Oleh: Abd Misno Mohd Djahri
Islam sejatinya telah memberikan
pedoman dalam bekerja, ia harus harus halal dan selaras dengan nilai-nilai
rahmat Islam untuk seluruh alam (QS. Al-Baqarah: 172). Sehingga ketika ada yang
berpendapat bahwa suatu pekerjaan masuk ke dalam kategori pekerjaan yang haram,
maka haruslah didasarkan kepada dalil (argumentasi) yang valid. Kenapa? Karena dalam
masalah keduniaan dan muamalah maka berlaku kaidah “Hukum asal dalam muamalah
adalah mubah (boleh) sampai ada dalil yang mengharamkannya”. Sehingga semua
jenis pekerjaan pada dasarnya halal, sampai ada dalil yang mengharamkannya dari
Al-Qur’an, As-Sunnah dan juga Ijtihad Ulama.

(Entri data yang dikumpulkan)
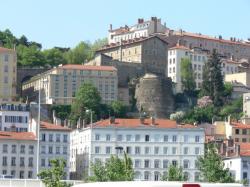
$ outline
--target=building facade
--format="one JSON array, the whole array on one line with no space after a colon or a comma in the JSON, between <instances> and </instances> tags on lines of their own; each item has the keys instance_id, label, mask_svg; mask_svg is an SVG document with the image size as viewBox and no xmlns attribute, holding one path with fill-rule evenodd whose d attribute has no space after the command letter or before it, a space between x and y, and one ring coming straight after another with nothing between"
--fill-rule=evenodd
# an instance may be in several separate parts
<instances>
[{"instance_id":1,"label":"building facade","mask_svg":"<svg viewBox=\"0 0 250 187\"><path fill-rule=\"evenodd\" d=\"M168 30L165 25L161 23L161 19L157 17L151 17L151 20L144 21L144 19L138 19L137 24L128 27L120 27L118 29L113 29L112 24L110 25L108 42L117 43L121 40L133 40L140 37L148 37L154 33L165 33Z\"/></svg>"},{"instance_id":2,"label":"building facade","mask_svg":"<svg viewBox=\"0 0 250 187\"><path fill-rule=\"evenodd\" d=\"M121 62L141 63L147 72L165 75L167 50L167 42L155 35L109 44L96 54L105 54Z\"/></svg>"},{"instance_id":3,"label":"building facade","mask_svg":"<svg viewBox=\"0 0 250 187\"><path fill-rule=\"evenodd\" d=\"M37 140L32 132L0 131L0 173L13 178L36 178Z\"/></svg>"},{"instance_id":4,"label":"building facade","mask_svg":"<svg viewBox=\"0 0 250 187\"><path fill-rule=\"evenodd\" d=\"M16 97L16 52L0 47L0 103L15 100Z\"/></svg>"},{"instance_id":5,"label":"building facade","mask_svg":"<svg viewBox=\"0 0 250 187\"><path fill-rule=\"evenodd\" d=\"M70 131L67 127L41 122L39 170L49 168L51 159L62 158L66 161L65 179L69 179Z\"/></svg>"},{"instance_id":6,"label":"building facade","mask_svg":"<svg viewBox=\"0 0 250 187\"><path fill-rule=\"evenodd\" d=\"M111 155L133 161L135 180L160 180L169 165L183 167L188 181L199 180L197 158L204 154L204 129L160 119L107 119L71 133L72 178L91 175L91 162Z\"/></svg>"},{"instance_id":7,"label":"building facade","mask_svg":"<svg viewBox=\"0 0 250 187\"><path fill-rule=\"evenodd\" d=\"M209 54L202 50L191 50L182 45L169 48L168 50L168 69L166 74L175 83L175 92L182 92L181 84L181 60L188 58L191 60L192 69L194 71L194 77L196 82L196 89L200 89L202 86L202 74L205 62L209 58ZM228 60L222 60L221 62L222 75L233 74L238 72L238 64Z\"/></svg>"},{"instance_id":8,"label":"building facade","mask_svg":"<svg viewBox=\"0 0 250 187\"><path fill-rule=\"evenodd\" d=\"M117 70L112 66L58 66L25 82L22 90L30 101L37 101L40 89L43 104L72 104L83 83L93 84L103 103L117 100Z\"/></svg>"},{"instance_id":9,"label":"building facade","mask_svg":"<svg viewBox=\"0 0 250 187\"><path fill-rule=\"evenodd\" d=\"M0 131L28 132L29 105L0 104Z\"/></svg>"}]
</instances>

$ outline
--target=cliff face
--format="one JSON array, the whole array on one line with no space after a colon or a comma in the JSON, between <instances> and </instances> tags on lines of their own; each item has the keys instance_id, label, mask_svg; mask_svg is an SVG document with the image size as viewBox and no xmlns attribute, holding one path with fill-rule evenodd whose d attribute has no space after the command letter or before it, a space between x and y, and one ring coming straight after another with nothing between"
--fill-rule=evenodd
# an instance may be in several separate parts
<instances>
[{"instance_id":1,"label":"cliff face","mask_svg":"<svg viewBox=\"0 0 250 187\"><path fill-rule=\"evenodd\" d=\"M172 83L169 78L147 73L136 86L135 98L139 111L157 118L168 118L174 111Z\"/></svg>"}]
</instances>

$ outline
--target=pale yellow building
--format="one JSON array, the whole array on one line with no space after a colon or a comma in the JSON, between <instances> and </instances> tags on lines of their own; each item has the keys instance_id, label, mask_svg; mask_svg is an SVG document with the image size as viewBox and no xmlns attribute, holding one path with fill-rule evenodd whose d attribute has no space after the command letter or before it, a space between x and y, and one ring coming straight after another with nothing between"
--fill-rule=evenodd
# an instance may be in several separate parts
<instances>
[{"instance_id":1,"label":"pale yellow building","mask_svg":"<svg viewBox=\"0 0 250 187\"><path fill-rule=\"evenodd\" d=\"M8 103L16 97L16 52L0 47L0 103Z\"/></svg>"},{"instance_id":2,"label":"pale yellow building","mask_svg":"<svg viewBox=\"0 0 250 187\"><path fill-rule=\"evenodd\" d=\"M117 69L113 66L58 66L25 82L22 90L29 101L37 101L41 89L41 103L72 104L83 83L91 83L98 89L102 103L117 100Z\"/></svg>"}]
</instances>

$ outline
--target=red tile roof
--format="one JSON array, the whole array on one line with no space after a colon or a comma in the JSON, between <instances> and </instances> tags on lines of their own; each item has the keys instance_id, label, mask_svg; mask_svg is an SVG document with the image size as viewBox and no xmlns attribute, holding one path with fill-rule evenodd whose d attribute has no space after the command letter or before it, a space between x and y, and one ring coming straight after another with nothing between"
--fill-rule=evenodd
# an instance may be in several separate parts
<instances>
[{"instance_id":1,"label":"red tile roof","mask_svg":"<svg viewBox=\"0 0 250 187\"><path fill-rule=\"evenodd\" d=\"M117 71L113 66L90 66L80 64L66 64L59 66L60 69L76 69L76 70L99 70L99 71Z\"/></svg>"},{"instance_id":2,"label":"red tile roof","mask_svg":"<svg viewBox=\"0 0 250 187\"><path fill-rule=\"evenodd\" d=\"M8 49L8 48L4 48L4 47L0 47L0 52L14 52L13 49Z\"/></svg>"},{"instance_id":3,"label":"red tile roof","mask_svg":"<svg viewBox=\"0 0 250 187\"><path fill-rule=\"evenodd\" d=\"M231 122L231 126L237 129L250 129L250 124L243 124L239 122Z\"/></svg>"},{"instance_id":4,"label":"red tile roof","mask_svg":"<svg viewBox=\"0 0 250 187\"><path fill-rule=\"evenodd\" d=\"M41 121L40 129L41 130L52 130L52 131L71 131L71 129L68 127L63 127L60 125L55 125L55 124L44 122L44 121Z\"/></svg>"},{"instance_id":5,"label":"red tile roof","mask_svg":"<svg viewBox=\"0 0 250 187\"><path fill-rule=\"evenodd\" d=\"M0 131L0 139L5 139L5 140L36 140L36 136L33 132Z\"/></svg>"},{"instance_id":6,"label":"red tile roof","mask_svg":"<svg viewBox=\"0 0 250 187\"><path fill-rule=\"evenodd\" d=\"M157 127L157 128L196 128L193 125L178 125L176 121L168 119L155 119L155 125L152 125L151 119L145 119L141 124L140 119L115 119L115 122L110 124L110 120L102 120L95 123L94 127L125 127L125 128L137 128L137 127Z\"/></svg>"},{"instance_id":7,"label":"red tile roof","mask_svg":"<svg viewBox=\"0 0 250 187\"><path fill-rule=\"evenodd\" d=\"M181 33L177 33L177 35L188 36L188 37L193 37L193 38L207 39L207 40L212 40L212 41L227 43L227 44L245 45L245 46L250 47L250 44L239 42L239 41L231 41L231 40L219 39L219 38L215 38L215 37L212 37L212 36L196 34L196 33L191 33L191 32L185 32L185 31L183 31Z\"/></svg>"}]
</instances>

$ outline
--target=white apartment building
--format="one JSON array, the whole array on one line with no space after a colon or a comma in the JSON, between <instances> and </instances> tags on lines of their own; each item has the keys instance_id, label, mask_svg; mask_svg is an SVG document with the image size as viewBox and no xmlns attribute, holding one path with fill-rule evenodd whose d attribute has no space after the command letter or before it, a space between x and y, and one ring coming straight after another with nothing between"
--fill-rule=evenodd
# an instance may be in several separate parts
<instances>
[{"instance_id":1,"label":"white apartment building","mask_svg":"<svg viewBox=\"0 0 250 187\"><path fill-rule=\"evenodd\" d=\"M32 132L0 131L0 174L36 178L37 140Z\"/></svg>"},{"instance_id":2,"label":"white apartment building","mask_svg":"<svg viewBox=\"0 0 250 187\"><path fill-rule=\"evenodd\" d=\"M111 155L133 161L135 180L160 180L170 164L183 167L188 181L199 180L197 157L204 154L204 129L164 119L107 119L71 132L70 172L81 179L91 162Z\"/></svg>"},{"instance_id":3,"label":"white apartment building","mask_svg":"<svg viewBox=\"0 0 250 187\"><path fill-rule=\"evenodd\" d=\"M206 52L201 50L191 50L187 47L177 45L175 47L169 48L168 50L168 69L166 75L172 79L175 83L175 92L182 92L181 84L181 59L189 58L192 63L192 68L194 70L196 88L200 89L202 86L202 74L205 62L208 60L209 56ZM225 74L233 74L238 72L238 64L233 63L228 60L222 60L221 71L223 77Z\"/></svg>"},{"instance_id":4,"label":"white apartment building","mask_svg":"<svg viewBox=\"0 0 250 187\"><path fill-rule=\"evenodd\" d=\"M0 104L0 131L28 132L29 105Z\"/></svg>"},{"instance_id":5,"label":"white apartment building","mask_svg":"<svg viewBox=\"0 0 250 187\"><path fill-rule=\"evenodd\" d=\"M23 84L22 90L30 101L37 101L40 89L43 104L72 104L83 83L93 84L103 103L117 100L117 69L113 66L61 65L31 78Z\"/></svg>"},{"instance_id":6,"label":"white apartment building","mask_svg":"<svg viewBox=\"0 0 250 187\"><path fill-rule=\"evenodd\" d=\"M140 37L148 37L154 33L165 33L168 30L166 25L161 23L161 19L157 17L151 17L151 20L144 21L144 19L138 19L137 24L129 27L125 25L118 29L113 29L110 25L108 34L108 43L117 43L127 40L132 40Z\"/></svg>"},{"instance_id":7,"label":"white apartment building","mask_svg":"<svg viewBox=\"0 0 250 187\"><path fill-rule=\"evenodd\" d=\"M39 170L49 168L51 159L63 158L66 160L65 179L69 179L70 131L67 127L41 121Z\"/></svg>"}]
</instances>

...

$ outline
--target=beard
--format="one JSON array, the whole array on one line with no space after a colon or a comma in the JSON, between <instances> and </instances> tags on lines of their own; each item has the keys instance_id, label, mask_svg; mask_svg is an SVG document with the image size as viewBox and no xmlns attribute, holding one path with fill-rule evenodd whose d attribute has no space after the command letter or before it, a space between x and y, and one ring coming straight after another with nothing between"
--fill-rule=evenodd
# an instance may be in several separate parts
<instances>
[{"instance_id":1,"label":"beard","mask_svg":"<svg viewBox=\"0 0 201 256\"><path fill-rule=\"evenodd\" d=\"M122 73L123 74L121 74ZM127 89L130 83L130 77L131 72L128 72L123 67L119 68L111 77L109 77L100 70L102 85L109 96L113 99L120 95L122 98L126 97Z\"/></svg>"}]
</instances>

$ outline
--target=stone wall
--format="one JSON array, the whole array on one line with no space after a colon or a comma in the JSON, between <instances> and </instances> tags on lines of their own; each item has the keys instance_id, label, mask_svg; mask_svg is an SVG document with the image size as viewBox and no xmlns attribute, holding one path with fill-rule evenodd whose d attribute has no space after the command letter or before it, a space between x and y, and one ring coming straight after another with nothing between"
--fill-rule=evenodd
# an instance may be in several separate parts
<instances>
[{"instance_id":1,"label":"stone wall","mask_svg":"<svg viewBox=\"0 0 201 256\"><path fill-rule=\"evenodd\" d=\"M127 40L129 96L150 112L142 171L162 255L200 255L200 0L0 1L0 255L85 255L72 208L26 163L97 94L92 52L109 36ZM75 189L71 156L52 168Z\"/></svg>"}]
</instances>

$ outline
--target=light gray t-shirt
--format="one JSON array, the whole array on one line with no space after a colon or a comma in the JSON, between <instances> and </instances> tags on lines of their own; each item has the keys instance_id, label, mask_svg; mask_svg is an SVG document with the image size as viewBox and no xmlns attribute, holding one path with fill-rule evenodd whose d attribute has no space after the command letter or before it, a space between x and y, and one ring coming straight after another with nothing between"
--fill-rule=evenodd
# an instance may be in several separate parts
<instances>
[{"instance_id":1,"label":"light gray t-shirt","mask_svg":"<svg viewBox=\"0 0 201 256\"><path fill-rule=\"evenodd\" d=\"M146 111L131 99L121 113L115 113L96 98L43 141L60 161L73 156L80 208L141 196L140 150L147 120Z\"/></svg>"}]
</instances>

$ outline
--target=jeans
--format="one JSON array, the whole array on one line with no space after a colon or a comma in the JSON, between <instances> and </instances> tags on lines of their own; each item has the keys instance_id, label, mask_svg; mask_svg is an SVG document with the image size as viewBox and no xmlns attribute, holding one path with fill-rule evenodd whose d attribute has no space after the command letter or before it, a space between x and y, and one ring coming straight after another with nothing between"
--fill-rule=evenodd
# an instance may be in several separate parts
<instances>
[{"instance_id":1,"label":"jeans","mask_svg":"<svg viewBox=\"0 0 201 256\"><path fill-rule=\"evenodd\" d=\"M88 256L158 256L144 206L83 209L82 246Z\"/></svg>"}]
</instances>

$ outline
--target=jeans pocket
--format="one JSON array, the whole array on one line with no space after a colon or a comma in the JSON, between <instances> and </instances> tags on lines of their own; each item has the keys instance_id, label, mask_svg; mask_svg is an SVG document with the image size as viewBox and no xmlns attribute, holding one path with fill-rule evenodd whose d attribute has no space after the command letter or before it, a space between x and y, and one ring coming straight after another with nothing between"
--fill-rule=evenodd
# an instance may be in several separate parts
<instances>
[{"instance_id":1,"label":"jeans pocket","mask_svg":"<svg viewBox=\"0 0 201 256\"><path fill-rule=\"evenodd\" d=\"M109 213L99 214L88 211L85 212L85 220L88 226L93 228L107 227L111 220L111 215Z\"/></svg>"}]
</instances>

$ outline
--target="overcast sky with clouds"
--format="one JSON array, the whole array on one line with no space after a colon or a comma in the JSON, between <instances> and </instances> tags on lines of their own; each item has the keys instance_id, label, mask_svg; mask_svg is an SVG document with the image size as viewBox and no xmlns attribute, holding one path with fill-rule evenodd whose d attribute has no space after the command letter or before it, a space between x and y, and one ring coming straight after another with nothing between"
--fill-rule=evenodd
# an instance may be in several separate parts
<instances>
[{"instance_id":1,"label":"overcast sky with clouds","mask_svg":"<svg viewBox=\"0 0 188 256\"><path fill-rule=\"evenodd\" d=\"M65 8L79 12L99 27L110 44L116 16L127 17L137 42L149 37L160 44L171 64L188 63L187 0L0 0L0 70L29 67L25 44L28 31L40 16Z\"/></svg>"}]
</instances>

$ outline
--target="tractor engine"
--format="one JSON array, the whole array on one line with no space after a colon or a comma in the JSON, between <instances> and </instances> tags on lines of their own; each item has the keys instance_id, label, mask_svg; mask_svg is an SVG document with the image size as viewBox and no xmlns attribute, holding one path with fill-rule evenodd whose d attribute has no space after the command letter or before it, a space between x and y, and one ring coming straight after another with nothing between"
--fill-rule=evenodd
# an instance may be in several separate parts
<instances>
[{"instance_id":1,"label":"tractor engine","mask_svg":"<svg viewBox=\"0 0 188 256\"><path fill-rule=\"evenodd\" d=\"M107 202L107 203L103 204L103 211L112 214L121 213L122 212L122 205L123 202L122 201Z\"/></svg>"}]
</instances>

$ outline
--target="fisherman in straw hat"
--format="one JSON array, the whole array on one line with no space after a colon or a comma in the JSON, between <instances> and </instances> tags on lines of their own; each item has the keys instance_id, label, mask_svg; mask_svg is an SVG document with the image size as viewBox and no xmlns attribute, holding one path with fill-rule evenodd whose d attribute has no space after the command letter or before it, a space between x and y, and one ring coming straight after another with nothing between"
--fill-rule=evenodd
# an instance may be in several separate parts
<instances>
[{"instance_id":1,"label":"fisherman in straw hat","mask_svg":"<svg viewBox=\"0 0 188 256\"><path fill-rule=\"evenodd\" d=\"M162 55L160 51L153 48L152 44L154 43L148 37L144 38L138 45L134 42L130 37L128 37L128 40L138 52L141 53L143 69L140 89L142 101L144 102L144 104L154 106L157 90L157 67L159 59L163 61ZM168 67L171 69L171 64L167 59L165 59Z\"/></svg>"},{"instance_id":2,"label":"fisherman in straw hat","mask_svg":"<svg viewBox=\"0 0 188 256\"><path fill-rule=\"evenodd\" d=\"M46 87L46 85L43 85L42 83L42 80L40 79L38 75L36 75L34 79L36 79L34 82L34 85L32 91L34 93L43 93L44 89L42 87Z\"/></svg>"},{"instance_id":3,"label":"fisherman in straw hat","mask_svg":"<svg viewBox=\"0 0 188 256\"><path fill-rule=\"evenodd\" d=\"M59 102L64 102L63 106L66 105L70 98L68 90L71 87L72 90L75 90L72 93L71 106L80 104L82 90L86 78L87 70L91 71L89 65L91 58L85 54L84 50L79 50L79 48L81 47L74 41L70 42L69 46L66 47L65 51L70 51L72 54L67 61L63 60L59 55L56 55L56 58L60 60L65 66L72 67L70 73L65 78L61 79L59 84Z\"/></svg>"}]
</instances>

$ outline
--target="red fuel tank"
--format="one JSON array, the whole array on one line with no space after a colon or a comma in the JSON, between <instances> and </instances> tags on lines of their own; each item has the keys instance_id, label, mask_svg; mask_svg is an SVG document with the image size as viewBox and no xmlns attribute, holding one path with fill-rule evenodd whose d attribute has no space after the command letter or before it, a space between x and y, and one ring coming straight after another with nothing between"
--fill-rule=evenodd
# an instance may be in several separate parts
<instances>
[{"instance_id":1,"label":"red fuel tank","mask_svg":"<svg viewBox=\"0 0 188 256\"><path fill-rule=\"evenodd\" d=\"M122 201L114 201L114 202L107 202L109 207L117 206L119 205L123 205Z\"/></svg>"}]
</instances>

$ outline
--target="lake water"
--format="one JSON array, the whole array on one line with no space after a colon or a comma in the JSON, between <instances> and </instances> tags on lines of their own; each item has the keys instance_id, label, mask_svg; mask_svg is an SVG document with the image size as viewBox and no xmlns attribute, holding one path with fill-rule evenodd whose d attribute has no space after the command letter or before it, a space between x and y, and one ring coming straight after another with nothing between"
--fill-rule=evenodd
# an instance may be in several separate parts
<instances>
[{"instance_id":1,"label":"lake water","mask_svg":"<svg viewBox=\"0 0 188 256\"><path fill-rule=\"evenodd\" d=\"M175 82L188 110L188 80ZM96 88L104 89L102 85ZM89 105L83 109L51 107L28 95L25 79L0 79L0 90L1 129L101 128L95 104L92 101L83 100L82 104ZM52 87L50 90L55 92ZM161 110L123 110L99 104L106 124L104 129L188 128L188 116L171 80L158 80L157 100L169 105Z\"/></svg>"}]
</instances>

...

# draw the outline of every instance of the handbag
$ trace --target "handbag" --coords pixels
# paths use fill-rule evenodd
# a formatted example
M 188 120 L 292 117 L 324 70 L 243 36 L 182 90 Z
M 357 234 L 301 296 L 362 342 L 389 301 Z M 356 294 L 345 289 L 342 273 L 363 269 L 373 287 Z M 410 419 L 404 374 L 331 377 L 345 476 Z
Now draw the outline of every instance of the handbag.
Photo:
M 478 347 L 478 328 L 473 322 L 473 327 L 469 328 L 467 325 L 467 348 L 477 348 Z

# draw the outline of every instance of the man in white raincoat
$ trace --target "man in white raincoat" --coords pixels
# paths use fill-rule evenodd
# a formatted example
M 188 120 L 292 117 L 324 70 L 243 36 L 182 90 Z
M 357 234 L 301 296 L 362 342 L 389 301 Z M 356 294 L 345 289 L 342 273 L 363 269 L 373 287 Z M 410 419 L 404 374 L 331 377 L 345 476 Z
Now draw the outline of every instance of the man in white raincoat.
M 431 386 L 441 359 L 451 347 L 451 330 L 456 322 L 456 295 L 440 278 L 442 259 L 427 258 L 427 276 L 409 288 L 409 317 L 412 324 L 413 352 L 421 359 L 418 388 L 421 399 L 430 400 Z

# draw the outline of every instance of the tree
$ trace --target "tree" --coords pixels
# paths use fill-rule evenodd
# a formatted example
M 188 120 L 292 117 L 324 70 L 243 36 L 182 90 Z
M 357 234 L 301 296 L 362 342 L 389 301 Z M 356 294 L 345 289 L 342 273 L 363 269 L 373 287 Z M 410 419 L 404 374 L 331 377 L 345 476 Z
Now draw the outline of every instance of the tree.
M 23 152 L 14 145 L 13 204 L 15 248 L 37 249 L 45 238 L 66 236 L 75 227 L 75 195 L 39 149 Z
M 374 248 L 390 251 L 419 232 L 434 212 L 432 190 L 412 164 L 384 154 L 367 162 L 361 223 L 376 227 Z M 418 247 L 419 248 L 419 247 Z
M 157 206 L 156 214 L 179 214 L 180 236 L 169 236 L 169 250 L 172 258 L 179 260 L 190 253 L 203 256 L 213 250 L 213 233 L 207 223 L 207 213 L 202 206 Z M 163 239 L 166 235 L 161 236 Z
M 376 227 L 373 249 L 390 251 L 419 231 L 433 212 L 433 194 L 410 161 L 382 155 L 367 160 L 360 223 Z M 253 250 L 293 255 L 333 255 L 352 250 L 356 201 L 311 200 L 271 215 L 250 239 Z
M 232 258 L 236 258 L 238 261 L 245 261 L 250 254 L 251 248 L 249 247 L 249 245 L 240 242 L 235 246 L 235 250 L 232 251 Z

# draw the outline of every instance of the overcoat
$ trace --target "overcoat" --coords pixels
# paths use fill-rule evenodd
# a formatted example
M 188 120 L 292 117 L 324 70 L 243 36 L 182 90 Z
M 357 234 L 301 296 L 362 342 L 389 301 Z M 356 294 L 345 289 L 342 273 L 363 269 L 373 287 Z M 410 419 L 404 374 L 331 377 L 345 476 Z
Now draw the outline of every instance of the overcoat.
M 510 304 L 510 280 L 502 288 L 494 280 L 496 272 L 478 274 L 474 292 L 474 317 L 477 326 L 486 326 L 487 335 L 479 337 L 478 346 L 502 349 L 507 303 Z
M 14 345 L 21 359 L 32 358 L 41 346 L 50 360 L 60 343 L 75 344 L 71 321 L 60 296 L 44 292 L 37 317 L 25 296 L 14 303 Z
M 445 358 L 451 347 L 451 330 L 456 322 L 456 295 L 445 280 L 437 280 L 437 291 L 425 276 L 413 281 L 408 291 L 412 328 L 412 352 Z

• **Tugas yang Dikerjakan**
(a) Sebutkan semua sumber dalil yang dapat mengharamkan suatu pekerjaan menurut kutipan tentang pekerjaan halal.
(b) Salin dengan tepat seluruh bagian kutipan tentang pekerjaan halal, mulai dari "Oleh: Abd Misno" turun sampai "juga Ijtihad Ulama.".

• **Jawaban Berikut**
(a) Al-Qur’an, As-Sunnah, Ijtihad Ulama

(b)
Oleh: Abd Misno Mohd Djahri
Islam sejatinya telah memberikan
pedoman dalam bekerja, ia harus harus halal dan selaras dengan nilai-nilai
rahmat Islam untuk seluruh alam (QS. Al-Baqarah: 172). Sehingga ketika ada yang
berpendapat bahwa suatu pekerjaan masuk ke dalam kategori pekerjaan yang haram,
maka haruslah didasarkan kepada dalil (argumentasi) yang valid. Kenapa? Karena dalam
masalah keduniaan dan muamalah maka berlaku kaidah “Hukum asal dalam muamalah
adalah mubah (boleh) sampai ada dalil yang mengharamkannya”. Sehingga semua
jenis pekerjaan pada dasarnya halal, sampai ada dalil yang mengharamkannya dari
Al-Qur’an, As-Sunnah dan juga Ijtihad Ulama.